(Items from a data source)
____________________

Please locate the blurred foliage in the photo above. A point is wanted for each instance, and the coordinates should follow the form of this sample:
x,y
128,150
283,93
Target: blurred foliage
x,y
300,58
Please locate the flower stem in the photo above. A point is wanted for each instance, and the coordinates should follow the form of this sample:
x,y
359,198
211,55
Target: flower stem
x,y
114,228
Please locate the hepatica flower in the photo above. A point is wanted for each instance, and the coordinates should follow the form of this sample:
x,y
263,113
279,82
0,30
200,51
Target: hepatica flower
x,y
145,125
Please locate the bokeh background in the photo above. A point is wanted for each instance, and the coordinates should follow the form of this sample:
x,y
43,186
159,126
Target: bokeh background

____________________

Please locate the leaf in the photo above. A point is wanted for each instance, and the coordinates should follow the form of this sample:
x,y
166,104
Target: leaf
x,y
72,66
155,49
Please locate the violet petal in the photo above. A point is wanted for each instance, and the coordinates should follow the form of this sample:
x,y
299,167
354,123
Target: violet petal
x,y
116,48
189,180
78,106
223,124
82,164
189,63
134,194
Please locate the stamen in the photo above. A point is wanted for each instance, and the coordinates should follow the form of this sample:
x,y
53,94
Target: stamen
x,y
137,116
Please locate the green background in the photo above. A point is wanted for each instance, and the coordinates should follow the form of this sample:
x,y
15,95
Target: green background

____________________

> _EXERCISE PROMPT_: Collect every line from the records above that contains the word "background".

> _SOLUTION BELOW_:
Please locate the bokeh background in the photo above. A point is wanted for each instance, and the coordinates should follow the form of this sample:
Target: bokeh background
Please locate the green background in the photo above. A point is wanted for each instance, and the coordinates should follow the form of this sample:
Target: green background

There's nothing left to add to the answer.